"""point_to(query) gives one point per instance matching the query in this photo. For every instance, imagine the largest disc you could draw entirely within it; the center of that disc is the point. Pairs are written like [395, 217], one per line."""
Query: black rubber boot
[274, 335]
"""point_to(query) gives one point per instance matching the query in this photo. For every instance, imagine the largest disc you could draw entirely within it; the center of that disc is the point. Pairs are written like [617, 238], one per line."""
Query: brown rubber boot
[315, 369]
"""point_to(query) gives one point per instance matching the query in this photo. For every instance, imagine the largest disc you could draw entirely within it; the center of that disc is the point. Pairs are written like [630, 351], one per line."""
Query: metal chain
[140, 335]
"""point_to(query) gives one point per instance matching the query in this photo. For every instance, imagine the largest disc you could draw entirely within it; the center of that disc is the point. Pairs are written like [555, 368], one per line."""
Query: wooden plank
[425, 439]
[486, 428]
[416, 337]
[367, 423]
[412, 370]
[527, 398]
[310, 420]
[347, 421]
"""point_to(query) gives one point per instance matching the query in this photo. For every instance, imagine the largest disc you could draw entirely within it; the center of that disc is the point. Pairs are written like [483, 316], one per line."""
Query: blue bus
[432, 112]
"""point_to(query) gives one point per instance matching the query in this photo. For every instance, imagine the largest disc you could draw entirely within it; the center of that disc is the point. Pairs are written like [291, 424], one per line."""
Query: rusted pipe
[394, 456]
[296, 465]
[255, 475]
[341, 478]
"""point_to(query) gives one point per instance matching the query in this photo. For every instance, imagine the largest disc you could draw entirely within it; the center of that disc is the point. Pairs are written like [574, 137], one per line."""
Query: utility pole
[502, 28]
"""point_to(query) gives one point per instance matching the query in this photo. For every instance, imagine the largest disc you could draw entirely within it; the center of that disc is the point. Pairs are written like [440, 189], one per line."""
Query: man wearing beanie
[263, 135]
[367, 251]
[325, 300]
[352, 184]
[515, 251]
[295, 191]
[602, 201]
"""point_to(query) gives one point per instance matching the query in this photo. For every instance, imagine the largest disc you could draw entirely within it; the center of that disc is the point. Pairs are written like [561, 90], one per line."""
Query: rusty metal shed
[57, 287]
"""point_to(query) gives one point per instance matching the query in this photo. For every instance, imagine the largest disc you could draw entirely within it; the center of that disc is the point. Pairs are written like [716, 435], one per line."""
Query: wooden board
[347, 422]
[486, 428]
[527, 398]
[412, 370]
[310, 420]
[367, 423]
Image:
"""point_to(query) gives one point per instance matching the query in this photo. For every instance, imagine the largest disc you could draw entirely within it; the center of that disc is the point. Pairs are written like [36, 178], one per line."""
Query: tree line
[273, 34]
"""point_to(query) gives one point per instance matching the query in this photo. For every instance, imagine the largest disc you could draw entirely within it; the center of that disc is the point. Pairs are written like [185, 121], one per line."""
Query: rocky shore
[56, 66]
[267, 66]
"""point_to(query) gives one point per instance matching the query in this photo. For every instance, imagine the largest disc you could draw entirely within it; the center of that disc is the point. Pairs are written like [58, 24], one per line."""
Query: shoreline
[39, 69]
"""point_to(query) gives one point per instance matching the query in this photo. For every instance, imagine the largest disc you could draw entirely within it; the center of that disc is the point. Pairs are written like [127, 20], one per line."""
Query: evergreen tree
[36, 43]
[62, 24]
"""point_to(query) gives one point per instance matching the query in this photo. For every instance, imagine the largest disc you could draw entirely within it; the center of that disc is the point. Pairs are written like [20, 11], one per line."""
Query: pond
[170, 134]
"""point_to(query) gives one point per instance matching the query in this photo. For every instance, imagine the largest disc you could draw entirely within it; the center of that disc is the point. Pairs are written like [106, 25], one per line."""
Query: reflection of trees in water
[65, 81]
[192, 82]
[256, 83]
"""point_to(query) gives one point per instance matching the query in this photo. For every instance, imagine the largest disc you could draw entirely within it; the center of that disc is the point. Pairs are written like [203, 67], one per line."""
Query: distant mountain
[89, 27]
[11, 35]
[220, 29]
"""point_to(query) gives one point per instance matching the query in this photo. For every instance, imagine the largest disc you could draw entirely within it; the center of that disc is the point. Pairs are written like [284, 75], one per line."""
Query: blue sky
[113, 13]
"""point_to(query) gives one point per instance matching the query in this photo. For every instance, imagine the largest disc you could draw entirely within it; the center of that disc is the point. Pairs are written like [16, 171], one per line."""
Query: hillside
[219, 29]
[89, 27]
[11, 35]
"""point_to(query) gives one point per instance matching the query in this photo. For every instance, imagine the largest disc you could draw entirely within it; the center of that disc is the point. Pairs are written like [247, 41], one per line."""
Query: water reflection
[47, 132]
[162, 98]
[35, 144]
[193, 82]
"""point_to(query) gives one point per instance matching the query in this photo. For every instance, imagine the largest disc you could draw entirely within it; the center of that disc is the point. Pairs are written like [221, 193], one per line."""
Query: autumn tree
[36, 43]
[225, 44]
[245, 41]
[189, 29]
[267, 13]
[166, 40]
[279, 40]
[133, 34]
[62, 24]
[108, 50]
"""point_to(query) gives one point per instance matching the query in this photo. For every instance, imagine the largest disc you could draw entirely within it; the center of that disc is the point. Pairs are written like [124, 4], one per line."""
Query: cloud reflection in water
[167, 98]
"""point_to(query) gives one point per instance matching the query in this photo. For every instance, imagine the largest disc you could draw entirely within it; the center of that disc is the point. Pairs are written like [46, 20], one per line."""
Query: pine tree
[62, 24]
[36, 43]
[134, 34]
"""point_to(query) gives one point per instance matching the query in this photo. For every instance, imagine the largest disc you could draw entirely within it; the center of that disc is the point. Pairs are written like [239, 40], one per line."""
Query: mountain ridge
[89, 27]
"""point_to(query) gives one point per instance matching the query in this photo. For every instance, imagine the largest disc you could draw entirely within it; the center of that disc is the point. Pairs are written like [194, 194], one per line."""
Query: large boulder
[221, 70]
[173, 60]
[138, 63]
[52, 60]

§ **Exercise requirements**: Every line of the material must be returned exactly as it appears.

§ **Answer in full**:
"""point_to(query) gives one point per instance matching the query in this photo. For every instance, imagine the largest disc you could draw entirely within it; the center of that disc is the point. Pairs are written like [395, 217], one per line."""
Query: black rubber boot
[274, 335]
"""point_to(query) gives one point per instance matching the query in this photo. For every instance, imagine the largest disc you could draw entirely within it; the center of that disc is the point. Pairs are written like [617, 238], one per line."""
Query: brown rubber boot
[315, 369]
"""point_to(query) gives one point per instance matching the query in this photo. For every instance, imagine the largest disc you could draw entirely within it; the center of that disc is the point. Pairs are written like [630, 351], one per line."""
Query: metal chain
[140, 335]
"""point_to(query) gives one point per instance matching the query in this photo. For every instance, imagine the largest disc you could draw entirely within it; the center of that disc is the point. Pairs are written like [555, 368], one per line."""
Query: wooden plank
[425, 439]
[486, 428]
[416, 337]
[367, 423]
[412, 370]
[527, 398]
[310, 420]
[347, 421]
"""point_to(query) gives one point per instance matching the query in this photo. For every instance, imagine the largest disc you could draw entirely within it; the center of that disc is the point. Pairs are written like [483, 316], one per line."""
Query: blue bus
[432, 112]
"""point_to(query) gives one point per instance matching the query in this photo. For every instance, imagine the largest disc you could draw entirely within it; the center of that disc is the point. Pairs are written like [291, 424], one per line."""
Query: rusted pipe
[394, 456]
[296, 465]
[255, 475]
[341, 478]
"""point_to(query) gives one point per instance matching the query in this photo. For every instance, imagine the largest disc you could draw entirely within it; the center of that disc is the point. Pairs are written like [574, 137], one per line."""
Query: utility pole
[502, 28]
"""point_to(query) gives one point per instance matching the query in this photo. For every instance, imagine the largest disc you could draw entirely within it; the center of that disc is the point. Pairs are written like [440, 189], one per line."""
Query: man wearing beanie
[263, 135]
[367, 251]
[325, 300]
[352, 184]
[515, 251]
[295, 191]
[602, 201]
"""point_to(query) gives one point per instance matching the query in this photo. For every instance, imagine the largest disc you could draw entirely within it; the center of that disc is the point. Pairs are written like [561, 90], one per line."""
Query: rusty metal shed
[57, 287]
"""point_to(query) gives one point per instance matching the query in this photo. For every instance, imagine the largest disc you could draw entirely within it; the center of that disc is the point. Pairs are written like [716, 435], one per line."""
Query: wooden board
[347, 422]
[486, 428]
[527, 398]
[412, 370]
[310, 420]
[367, 423]
Image:
"""point_to(query) gives one point per instance matching the query in this photo. For every instance, imagine the largest disc you could draw entirely within it; the center of that disc is the point. Pairs are written like [36, 178], one per line."""
Query: tree line
[273, 34]
"""point_to(query) gives one point per instance matching the query in this photo. For every instance, imagine the largest disc you could draw entirely within it; the center of that disc is the point. Pairs are written like [185, 121], one per line."""
Query: rocky shore
[56, 66]
[267, 66]
"""point_to(query) gives one point per instance matching the query in this photo. For every instance, imagine the largest disc you could draw entirely within it; the center of that disc is the point. Pairs are written like [58, 24], one per line."""
Query: shoreline
[39, 69]
"""point_to(query) gives one point per instance matching the query in this photo. For every instance, imagine the largest disc you could draw entirely within it; the center of that disc is the point. Pairs are written like [127, 20], one per line."""
Query: evergreen tree
[36, 43]
[62, 24]
"""point_to(query) gives one point per instance matching the query in this photo. For every instance, imagine the largest disc you could draw entirely within it; the center of that disc is the point. Pairs are written like [20, 11], one per line."""
Query: pond
[170, 134]
"""point_to(query) gives one point per instance matching the query in this photo. For every instance, imagine the largest disc you could draw entirely within it; the center of that disc is the point. Pairs are written like [106, 25], one per line."""
Query: reflection of trees in water
[65, 81]
[192, 82]
[256, 83]
"""point_to(query) gives one point per instance matching the query in this photo. For every instance, imagine the largest disc you could draw entirely within it; the center of that disc is the point. Pairs are written like [203, 67], one per line."""
Query: distant mountain
[89, 27]
[11, 35]
[220, 29]
"""point_to(query) gives one point per instance matching the query in this photo. For every instance, imagine the largest disc you could draw entirely within it; the center of that disc is the point. Pairs are written like [284, 75], one per line."""
Query: blue sky
[113, 13]
"""point_to(query) gives one point per instance matching the query in this photo. For every instance, imagine the largest disc you could draw entirely within it; the center of that disc is the point. Pairs are written like [16, 171], one per line."""
Query: hillside
[219, 29]
[89, 27]
[11, 35]
"""point_to(query) gives one point per instance matching the query in this photo. For every instance, imagine the largest disc you could draw entirely within it; the center of that disc is the point. Pairs are written like [247, 41], one per line."""
Query: water reflection
[47, 132]
[162, 98]
[35, 144]
[193, 82]
"""point_to(query) gives one point per instance matching the query in this photo. For every instance, imagine the largest disc you could draw entirely within it; the center of that disc is the point. Pairs are written like [221, 193], one per line."""
Query: autumn tree
[36, 43]
[225, 44]
[245, 41]
[189, 29]
[267, 13]
[166, 40]
[279, 40]
[133, 34]
[62, 24]
[108, 50]
"""point_to(query) gives one point per instance matching the query in this photo. For every instance, imagine the largest disc you could draw entirely within it; the center of that disc is the point. Pairs are written like [124, 4], one per line."""
Query: cloud reflection in water
[167, 98]
"""point_to(query) gives one point per instance matching the query in this photo. For every instance, imagine the largest disc you could draw entirely within it; the center of that disc is the point. Pairs are written like [46, 20], one per line."""
Query: pine tree
[62, 24]
[36, 43]
[134, 34]
"""point_to(query) gives one point per instance matching the query in this photo. For every instance, imagine the largest disc you could draw entirely within it; the center of that disc is the point. Pairs are written like [239, 40], one per line."""
Query: mountain ridge
[89, 27]
"""point_to(query) gives one point per instance matching the query in this photo. For every instance, imagine the largest disc you could draw entirely within it; the center of that disc is the point. Pairs are written like [194, 194], one per line."""
Query: large boulder
[221, 70]
[173, 60]
[138, 63]
[52, 60]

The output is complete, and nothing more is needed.